STATED PROBLEM:
Please render these lines as a JSON list of strings, one string per line, leaving out any blank lines.

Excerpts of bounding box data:
• • • • •
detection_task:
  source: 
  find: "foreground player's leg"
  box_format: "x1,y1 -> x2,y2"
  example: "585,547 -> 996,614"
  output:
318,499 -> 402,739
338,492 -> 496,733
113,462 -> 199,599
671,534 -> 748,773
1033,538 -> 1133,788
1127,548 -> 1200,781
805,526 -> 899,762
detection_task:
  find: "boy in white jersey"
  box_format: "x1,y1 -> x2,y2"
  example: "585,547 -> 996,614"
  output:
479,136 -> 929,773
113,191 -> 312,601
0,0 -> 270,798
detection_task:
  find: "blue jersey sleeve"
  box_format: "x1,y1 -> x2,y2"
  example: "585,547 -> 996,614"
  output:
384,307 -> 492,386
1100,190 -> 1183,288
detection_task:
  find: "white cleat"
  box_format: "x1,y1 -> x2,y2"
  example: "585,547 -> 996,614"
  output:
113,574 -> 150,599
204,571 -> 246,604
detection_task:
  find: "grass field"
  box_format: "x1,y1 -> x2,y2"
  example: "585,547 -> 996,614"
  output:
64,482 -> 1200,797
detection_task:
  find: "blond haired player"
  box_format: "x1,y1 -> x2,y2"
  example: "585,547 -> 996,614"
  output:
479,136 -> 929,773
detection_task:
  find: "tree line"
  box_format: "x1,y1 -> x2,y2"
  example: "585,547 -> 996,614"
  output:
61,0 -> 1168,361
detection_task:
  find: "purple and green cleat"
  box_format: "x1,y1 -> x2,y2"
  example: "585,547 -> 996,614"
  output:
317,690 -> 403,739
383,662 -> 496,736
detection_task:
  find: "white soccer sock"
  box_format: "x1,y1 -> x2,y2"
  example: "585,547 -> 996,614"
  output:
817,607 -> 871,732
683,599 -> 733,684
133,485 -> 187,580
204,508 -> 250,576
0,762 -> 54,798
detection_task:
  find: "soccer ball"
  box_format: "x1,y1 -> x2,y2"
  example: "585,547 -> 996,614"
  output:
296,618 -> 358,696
• • • • •
ANSWER TO THIS EXERCISE:
[
  "detection_task:",
  "  source: ",
  "  find: \"foreground player's leg\"",
  "  box_format: \"x1,y1 -> x2,y2\"",
  "  example: \"585,547 -> 996,614\"",
  "  output:",
  "318,499 -> 402,739",
  "338,492 -> 496,733",
  "113,462 -> 199,599",
  "671,534 -> 748,773",
  "1033,538 -> 1133,788",
  "1127,548 -> 1200,781",
  "805,526 -> 899,762",
  "detection_task:",
  "  find: \"boy in white jersey\"",
  "  box_format: \"x1,y1 -> x2,y2\"",
  "  example: \"585,547 -> 996,614\"",
  "  output:",
  "479,136 -> 929,773",
  "113,191 -> 312,601",
  "0,0 -> 270,798",
  "detection_task:",
  "  find: \"blue jersey sleeve\"",
  "  box_format: \"x1,y1 -> x2,y2\"",
  "  example: \"585,547 -> 996,614\"",
  "  output:",
  "384,307 -> 492,386",
  "1100,190 -> 1183,288",
  "detection_task:",
  "  find: \"white cleat\"",
  "  box_format: \"x1,y1 -> x2,y2\"",
  "  example: \"585,547 -> 996,614\"",
  "  output:",
  "113,574 -> 150,599",
  "204,571 -> 246,604",
  "detection_task:",
  "  find: \"grass field\"",
  "  box_format: \"x1,y1 -> x2,y2\"",
  "  example: \"585,547 -> 996,614\"",
  "  output:",
  "64,482 -> 1200,797",
  "detection_task:",
  "  find: \"blond haired player\"",
  "  box_format: \"x1,y1 -> x2,y2\"",
  "  example: \"585,547 -> 996,614\"",
  "  output:",
  "479,136 -> 929,773",
  "detection_task:",
  "  find: \"tree line\"",
  "  box_format: \"x1,y1 -> x2,y2\"",
  "  example: \"585,547 -> 996,614\"",
  "  output:",
  "61,0 -> 1168,361",
  "detection_task:",
  "  find: \"purple and green cleat\"",
  "  box_format: \"x1,y1 -> x2,y2\"",
  "  example: \"585,547 -> 996,614\"",
  "  output:",
  "317,690 -> 403,739",
  "383,662 -> 496,736",
  "detection_task:",
  "  find: \"white soccer sock\"",
  "  box_format: \"x1,y1 -> x2,y2\"",
  "  example: \"585,547 -> 996,614\"",
  "  output:",
  "817,607 -> 871,732",
  "683,599 -> 733,684",
  "133,485 -> 187,580",
  "204,508 -> 250,576",
  "0,762 -> 54,798",
  "detection_task:",
  "  find: \"soccer ball\"",
  "  box_format: \"x1,y1 -> x2,y2\"",
  "  example: \"585,547 -> 996,614\"",
  "  output:",
  "296,618 -> 358,696"
]